• **Check your understanding**
1. Return the part of the Minnesota COVID-19 report from "Ten more people" to "reached 2,141 deaths.", word for word.
2. In the Minnesota COVID-19 report, explain why health officials pointed to the state's testing positivity rate.

• **Excerpt**
<<<<
Ten more people have died of COVID-19 in Minnesota, health officials reported Sunday.
The Minnesota Department of Health reported a net increase of 1,450 new confirmed coronavirus infections, according to a data release on Sunday morning. This follows a record high number of newly confirmed cases on Saturday of more than 1,500 cases and brings the total number of cases confirmed in Minnesota to 112,268. Statewide, the pandemic's toll reached 2,141 deaths.
Health officials are concerned about the spike in virus transmission in neighboring states as Minnesota is seeing a rise in hospitalizations, though COVID-19 patients account for just 12% of intensive care units statewide.
Residents of long-term care and assisted-living facilities accounted for three of the newly announced deaths, which came on a volume of about 29,755 completed tests. Minnesota is maintaining a positivity rate of about 5% for testing, which health officials said is another signal of further virus circulation.
The latest numbers show 52 patients were newly admitted to hospitals, compared with 51 on Saturday.
COVID-19 is a viral respiratory illness caused by a new coronavirus that surfaced late last year. Since the first case was reported in Minnesota in early March, 8,354 people have been hospitalized.
People at greatest risk from COVID-19 include those 65 and older, residents of long-term care facilities and those with underlying medical conditions.
>>>>
Region pointing data:
<<<<
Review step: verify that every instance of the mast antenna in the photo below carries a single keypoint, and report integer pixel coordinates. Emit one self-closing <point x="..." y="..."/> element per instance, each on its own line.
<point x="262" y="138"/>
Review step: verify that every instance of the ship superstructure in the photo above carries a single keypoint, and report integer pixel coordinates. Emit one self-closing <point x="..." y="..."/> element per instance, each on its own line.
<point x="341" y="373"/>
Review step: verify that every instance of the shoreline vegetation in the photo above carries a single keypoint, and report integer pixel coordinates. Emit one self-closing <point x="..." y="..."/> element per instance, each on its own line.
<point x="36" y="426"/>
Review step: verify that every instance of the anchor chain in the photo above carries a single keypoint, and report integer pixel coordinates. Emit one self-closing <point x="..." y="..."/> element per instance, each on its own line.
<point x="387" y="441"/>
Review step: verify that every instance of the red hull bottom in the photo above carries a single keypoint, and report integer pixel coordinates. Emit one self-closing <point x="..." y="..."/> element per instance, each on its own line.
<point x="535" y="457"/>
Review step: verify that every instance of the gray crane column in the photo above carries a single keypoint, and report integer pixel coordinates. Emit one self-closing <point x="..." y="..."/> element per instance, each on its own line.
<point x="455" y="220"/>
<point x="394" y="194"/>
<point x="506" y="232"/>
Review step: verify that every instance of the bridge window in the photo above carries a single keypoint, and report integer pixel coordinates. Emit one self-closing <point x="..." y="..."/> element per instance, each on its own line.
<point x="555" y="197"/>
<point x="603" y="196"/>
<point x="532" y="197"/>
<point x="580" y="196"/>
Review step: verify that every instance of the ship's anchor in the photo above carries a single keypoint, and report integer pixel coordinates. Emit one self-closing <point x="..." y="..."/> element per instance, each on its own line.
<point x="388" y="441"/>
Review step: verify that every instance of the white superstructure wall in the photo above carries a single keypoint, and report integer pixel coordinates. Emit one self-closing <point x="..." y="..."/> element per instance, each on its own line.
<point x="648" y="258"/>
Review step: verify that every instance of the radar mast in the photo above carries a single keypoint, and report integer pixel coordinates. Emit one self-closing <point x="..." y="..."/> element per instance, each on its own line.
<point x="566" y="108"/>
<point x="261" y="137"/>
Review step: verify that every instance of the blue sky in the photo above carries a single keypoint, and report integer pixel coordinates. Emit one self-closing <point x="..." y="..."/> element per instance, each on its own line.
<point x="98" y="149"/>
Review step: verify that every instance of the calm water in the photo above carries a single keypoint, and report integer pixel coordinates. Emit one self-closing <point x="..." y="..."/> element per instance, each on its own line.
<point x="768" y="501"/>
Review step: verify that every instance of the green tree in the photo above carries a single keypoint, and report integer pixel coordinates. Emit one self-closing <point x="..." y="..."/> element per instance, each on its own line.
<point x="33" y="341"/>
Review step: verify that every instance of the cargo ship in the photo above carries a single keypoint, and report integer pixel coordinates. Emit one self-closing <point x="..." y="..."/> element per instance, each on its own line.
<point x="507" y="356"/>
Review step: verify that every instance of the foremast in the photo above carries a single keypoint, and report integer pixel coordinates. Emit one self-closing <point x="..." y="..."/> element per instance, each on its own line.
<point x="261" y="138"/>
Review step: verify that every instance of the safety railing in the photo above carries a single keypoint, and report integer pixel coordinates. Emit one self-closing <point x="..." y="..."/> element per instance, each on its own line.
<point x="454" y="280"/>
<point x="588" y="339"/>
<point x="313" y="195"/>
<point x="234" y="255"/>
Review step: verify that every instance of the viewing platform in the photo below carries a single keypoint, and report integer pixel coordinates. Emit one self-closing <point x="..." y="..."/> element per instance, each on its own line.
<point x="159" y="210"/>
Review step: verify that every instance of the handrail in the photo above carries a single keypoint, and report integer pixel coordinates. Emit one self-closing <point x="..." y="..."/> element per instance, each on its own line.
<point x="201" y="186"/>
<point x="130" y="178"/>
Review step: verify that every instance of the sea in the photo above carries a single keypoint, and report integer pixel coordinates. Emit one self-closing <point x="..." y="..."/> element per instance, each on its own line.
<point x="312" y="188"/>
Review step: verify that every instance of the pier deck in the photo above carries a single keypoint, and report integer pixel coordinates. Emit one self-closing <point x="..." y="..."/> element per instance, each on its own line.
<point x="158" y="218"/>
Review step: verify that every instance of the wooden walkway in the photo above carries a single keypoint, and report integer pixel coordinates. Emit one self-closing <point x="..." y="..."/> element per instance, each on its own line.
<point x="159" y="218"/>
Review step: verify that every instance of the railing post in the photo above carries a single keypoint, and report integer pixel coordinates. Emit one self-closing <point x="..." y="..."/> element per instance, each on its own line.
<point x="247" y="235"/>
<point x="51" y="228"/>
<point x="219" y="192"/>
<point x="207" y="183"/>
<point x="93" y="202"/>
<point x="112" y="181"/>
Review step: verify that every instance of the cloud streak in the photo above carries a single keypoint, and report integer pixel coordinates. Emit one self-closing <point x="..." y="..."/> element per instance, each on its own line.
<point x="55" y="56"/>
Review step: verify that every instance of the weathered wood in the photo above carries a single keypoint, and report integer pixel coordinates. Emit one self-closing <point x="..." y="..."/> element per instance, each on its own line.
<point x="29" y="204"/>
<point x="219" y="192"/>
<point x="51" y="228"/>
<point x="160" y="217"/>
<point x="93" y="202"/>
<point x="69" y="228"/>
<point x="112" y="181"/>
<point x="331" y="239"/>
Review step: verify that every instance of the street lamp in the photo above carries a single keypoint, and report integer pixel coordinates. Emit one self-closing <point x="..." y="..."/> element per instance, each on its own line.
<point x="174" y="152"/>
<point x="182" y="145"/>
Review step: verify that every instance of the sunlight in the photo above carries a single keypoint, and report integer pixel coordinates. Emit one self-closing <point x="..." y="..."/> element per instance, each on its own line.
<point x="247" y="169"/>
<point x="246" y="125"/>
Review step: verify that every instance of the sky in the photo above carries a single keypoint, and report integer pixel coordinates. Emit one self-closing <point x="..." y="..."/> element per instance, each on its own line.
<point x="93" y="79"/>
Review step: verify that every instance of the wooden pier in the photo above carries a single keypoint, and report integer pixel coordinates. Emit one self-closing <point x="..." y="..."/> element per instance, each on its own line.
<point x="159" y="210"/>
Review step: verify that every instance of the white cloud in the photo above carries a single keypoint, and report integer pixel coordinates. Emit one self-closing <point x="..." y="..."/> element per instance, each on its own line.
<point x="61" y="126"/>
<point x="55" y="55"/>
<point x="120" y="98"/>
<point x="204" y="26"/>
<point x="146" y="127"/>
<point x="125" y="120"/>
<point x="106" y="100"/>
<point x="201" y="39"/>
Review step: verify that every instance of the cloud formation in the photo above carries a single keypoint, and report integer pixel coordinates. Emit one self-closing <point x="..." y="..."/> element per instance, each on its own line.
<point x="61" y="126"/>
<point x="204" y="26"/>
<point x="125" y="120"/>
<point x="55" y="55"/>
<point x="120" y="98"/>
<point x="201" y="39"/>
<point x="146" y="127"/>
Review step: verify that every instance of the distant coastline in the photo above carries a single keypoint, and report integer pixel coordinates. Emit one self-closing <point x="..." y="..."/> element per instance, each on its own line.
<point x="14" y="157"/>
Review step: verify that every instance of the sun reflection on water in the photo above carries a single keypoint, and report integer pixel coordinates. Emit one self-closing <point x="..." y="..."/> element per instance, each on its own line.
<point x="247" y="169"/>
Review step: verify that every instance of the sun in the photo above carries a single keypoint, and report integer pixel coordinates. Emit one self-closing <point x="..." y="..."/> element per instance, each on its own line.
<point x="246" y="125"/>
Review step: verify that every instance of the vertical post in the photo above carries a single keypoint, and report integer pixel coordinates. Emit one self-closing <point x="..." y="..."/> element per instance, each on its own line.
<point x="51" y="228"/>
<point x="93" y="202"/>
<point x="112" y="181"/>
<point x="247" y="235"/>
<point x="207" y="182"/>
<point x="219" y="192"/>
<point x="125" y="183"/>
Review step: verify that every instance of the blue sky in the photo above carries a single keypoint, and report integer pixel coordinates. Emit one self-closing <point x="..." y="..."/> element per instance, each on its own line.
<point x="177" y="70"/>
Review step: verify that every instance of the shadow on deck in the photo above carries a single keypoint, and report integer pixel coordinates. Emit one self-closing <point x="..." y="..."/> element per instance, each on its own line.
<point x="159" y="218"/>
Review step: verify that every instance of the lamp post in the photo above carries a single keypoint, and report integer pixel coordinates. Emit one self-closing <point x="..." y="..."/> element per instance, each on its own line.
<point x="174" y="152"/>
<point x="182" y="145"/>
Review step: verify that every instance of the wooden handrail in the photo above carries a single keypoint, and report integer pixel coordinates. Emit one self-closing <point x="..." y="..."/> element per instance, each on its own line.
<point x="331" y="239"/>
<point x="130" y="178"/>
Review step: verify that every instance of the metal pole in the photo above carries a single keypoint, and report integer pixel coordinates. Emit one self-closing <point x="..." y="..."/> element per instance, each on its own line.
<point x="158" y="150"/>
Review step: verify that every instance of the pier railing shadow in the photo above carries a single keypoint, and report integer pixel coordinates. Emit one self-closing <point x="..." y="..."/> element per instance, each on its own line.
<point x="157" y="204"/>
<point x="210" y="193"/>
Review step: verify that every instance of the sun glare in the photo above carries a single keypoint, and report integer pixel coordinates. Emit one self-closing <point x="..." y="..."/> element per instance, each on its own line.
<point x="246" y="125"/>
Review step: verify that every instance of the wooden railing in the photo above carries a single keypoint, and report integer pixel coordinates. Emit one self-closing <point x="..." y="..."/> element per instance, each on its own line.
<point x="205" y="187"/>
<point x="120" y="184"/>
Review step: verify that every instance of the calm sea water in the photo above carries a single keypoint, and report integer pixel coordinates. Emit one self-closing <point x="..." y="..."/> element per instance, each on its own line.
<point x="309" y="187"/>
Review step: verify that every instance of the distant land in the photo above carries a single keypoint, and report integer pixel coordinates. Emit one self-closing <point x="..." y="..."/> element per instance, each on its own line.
>>>>
• **Answers**
1.
Ten more people have died of COVID-19 in Minnesota, health officials reported Sunday.
The Minnesota Department of Health reported a net increase of 1,450 new confirmed coronavirus infections, according to a data release on Sunday morning. This follows a record high number of newly confirmed cases on Saturday of more than 1,500 cases and brings the total number of cases confirmed in Minnesota to 112,268. Statewide, the pandemic's toll reached 2,141 deaths.

2. Minnesota is maintaining a positivity rate of about 5% for testing. Health officials said this rate is another signal of further virus circulation.